Could you return only the lines that run from the line with "Task: indicate the white" through the final line of the data, exactly as they stand?

══════

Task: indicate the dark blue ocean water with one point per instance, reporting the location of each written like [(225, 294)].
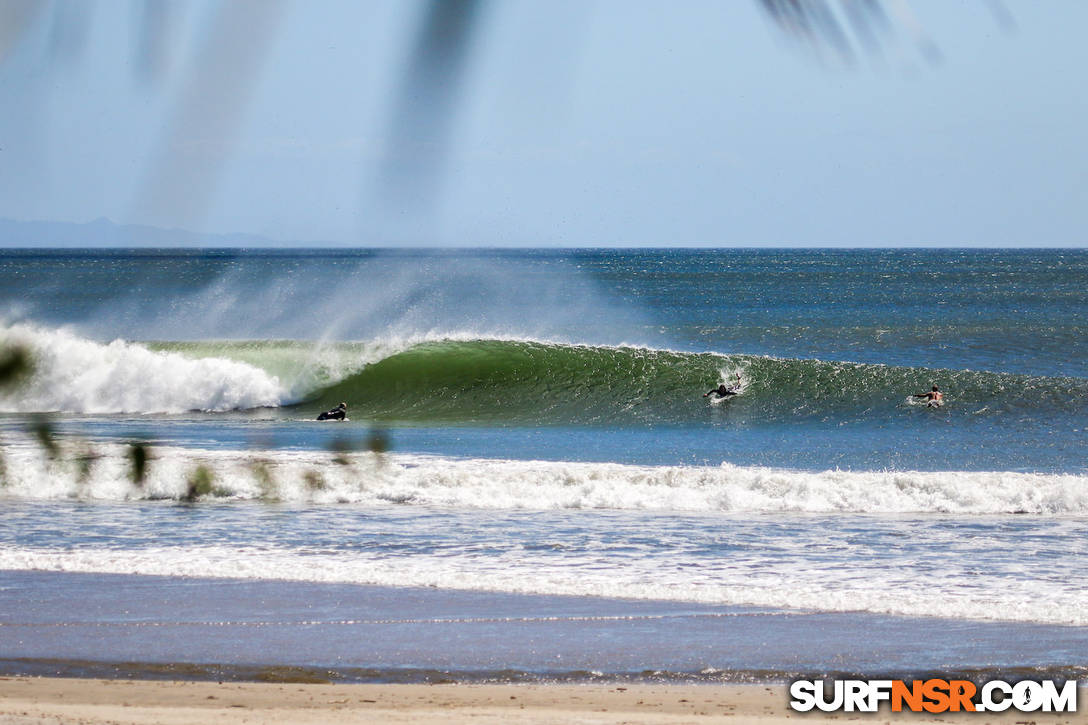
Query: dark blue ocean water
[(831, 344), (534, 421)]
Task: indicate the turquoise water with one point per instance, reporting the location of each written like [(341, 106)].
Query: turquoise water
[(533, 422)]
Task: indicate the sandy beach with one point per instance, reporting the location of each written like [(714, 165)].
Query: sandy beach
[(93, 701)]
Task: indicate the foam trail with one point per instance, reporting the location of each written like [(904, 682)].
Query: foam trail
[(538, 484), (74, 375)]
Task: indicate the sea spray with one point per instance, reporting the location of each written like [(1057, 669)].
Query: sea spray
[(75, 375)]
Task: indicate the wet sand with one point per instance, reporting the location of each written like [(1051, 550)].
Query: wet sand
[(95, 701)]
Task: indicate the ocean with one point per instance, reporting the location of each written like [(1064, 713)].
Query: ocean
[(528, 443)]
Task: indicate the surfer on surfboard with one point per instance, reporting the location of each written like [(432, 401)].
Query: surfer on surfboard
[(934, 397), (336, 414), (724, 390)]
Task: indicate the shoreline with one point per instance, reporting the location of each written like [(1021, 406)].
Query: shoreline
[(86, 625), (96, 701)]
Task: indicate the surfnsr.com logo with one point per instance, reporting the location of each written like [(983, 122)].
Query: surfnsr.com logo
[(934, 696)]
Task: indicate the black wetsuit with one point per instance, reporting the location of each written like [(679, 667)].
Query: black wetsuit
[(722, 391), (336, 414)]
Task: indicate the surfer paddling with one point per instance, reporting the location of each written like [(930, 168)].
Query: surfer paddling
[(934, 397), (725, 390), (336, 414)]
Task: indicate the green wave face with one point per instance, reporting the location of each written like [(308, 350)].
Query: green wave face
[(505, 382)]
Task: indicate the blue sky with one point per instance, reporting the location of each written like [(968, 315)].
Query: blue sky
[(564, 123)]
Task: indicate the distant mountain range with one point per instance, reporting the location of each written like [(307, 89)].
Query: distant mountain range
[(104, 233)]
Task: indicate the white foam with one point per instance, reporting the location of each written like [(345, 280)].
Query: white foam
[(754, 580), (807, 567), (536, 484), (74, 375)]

══════

* Solution to the exercise
Task: indicate the white foam with one point per instance, reporting the location of each written like [(345, 280)].
Query: white foam
[(754, 580), (807, 567), (536, 484), (74, 375)]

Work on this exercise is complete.